> **Do this**:
Determine how many lines in the rows below contain the string "photo". Reply with that number alone.

> **Input records**:
"""
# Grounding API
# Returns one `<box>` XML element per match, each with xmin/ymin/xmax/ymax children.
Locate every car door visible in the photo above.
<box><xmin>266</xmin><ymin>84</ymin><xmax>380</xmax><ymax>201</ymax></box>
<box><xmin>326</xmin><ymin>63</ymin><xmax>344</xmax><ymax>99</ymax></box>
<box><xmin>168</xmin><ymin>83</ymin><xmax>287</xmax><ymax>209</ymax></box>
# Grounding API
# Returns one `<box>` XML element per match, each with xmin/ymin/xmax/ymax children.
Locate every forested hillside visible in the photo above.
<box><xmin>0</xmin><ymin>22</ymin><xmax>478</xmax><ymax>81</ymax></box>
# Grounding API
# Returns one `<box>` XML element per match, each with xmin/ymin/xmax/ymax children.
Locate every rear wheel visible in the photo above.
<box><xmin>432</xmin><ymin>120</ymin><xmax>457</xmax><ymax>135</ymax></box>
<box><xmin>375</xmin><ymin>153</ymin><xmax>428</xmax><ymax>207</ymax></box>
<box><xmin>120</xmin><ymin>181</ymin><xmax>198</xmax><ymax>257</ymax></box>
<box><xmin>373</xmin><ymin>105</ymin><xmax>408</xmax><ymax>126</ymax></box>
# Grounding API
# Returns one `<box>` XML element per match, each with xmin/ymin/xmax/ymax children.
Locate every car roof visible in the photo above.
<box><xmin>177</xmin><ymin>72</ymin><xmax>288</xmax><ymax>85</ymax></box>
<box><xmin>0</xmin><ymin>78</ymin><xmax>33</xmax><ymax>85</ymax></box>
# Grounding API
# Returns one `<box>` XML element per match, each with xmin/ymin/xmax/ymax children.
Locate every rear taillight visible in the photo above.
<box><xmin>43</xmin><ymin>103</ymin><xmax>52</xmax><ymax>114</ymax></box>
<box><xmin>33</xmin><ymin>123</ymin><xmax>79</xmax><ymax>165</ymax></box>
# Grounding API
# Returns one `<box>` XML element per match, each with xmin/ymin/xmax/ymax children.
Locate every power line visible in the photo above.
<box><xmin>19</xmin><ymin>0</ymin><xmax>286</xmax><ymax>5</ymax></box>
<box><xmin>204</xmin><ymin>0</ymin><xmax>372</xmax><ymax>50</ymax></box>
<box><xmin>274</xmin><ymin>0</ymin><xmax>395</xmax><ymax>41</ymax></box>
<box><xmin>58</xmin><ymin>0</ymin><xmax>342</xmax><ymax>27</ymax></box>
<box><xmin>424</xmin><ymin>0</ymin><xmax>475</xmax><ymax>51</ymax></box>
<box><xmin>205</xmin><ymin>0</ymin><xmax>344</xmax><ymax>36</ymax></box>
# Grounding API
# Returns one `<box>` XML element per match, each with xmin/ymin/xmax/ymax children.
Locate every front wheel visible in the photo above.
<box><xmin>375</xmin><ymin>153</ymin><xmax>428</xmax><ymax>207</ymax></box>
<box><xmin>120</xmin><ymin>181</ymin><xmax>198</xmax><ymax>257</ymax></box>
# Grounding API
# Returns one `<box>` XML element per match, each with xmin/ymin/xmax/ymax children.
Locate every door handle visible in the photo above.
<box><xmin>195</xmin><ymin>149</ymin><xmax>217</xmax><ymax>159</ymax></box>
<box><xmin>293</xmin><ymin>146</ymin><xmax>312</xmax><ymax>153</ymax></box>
"""
> **Task result**:
8